Reproduce the material below verbatim, line for line.

##### Provided records #####

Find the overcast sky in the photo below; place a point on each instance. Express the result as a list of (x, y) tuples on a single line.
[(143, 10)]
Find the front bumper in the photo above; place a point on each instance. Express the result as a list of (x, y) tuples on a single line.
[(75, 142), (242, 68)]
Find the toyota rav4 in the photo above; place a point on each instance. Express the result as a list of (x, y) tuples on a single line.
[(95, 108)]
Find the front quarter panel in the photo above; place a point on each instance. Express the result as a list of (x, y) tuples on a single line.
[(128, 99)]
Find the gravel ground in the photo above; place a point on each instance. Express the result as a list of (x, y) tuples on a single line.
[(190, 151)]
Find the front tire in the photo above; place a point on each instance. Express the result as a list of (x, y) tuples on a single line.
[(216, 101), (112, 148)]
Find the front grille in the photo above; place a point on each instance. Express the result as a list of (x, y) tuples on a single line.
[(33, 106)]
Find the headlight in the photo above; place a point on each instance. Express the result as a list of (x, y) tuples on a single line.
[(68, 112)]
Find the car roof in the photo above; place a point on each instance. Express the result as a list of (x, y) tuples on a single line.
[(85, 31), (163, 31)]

#####

The response:
Find the overcast sky in the photo below; place a point on each instance. Express the result as a list of (x, y) tuples on a single line.
[(143, 10)]
Find the front bumper in the photo above; place a point on each instance. Express the result as a list of (x, y) tuples on a single line.
[(75, 142), (242, 68)]
Find the toyota rav4 in the photo above; place a point on each instance. Express the result as a list of (x, y) tuples on a single line.
[(95, 108)]
Find the front quarter panel in the photo above; place a point on each instance. Express the result as a list of (x, y) tuples on a single line.
[(128, 99)]
Find the gravel ground in the photo above; place a point on each instance. Express the result as a list of (x, y) tuples on a single line.
[(190, 151)]
Find the front tire in the photo above; place a point on each instance. Express the result as a list of (x, y) tuples on a single line.
[(216, 101), (112, 148)]
Find the front grille in the photo above; place a point on each instance. Express the result as a list of (x, y) tuples on a single line.
[(33, 106)]
Find the headlight in the photo above; place a point on each instance. Express the result as a list of (x, y) tuples on a single line.
[(68, 112)]
Find the car roof in the photo above; place a point on each instance. Express the result as a list of (x, y) tuples on a single line.
[(85, 31), (163, 31)]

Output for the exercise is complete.